*** Begin section ***
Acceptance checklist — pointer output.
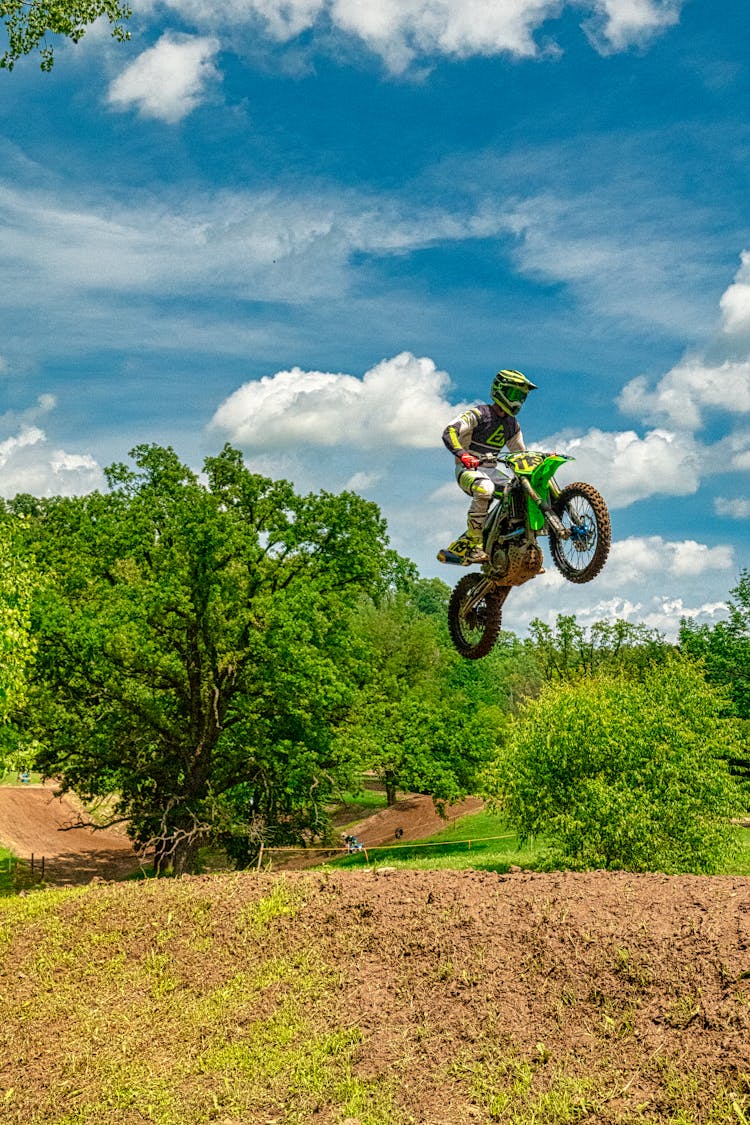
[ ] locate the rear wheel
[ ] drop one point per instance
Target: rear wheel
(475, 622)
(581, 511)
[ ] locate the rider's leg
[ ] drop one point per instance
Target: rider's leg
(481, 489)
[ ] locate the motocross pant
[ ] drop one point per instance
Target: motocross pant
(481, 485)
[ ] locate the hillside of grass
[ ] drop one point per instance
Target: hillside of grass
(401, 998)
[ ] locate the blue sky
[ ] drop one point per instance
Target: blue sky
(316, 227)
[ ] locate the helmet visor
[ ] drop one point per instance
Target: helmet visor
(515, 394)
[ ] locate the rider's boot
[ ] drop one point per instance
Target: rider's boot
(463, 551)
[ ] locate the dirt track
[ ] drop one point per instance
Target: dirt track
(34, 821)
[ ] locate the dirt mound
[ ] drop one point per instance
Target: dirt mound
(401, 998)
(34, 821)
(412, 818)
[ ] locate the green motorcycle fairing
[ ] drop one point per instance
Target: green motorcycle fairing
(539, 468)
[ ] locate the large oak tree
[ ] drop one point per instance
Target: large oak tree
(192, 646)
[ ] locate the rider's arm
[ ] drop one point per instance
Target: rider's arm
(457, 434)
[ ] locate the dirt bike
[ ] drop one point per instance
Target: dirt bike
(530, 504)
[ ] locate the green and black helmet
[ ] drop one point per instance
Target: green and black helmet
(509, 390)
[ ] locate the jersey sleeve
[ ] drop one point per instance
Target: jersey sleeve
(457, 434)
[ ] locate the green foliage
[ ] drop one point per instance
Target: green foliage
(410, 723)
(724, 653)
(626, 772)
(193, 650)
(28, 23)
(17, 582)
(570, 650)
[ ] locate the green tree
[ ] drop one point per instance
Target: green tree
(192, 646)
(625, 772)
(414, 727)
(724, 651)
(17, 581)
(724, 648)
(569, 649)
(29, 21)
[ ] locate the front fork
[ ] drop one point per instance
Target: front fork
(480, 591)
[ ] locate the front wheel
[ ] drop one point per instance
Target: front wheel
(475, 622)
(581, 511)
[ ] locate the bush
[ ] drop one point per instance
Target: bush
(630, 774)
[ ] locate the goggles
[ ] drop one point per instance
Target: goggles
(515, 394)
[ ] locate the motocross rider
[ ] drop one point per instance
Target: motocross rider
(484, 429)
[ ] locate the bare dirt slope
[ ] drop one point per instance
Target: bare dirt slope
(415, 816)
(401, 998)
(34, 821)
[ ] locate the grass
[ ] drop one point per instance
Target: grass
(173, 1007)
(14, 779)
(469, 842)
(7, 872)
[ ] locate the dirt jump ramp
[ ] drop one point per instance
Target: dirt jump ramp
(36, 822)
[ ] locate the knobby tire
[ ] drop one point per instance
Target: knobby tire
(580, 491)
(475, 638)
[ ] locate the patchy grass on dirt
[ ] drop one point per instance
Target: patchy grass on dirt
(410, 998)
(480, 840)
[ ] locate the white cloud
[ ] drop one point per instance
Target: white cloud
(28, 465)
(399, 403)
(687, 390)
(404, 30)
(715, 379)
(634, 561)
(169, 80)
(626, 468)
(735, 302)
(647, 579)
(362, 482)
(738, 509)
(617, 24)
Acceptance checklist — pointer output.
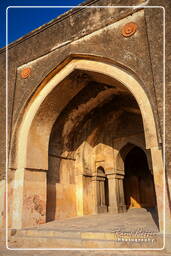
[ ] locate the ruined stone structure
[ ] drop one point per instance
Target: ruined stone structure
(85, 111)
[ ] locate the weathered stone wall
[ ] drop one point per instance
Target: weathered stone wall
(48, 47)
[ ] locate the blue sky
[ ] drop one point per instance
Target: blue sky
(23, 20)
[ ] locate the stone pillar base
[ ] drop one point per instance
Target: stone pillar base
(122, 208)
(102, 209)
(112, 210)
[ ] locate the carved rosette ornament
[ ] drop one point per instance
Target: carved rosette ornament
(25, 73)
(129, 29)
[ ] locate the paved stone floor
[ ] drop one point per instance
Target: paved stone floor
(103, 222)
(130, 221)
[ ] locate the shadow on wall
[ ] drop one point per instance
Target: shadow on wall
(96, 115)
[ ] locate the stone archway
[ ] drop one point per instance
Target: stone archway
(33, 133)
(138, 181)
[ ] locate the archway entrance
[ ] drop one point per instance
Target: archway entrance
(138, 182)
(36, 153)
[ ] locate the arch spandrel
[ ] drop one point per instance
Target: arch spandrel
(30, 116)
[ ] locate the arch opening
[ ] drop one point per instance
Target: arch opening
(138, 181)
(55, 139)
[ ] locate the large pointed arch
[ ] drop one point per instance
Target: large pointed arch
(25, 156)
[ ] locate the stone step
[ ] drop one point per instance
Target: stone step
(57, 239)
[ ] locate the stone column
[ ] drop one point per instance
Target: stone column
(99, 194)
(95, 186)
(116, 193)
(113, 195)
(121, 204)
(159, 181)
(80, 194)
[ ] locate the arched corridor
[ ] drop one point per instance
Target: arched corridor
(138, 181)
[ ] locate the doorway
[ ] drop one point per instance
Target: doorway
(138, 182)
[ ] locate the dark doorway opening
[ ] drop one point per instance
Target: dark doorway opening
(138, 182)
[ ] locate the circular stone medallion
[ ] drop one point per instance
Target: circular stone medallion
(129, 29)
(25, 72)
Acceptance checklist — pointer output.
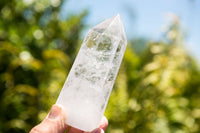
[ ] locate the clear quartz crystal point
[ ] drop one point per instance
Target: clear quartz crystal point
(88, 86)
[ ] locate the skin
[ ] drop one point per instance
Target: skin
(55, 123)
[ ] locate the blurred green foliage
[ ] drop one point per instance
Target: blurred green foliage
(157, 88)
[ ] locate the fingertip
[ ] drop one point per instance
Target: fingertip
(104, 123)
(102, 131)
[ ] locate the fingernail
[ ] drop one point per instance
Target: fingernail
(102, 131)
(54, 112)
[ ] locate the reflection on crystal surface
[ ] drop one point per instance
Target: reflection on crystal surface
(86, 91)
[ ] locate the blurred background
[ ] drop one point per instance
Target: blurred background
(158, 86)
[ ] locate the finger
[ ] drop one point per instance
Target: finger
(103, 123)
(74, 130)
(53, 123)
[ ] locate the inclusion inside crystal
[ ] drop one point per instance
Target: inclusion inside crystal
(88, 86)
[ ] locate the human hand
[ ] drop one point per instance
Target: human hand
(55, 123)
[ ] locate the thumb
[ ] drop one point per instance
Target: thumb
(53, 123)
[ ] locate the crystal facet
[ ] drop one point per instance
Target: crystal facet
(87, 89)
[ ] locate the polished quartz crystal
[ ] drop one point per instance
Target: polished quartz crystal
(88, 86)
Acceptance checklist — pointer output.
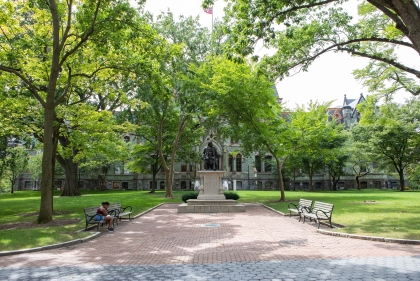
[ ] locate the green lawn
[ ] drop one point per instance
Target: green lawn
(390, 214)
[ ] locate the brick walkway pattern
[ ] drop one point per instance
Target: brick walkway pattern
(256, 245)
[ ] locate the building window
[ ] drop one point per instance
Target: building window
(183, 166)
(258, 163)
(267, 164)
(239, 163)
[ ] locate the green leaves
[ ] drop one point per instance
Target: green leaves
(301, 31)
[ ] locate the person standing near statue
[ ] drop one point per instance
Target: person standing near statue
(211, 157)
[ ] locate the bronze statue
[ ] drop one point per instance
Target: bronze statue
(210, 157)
*** End section ***
## Prompt
Above this task is a listing with pictures in it. Retype only the lines from the one containing "Target: human hand" through the one containing "[ ] locate the building window", both included, and not the pictures.

## Your solution
Target: human hand
(55, 123)
[ ] locate the thumb
[ ] drop one point per instance
Target: thumb
(53, 123)
[ ] locate the crystal facet
[ ] drop one point per instance
Target: crystal facet
(87, 89)
[ ] locate the polished quartz crystal
[ ] drop one point per instance
Target: polished quartz crystal
(88, 86)
Acceptance checklist — pointer output.
[ ] locate the green lawn
[ ] drop one point per instance
Target: green lawn
(390, 214)
[ ] locate the brick walkway pattern
[ ] drop one point per instance
Target: brick walkway pattern
(256, 245)
[ ] locate the building window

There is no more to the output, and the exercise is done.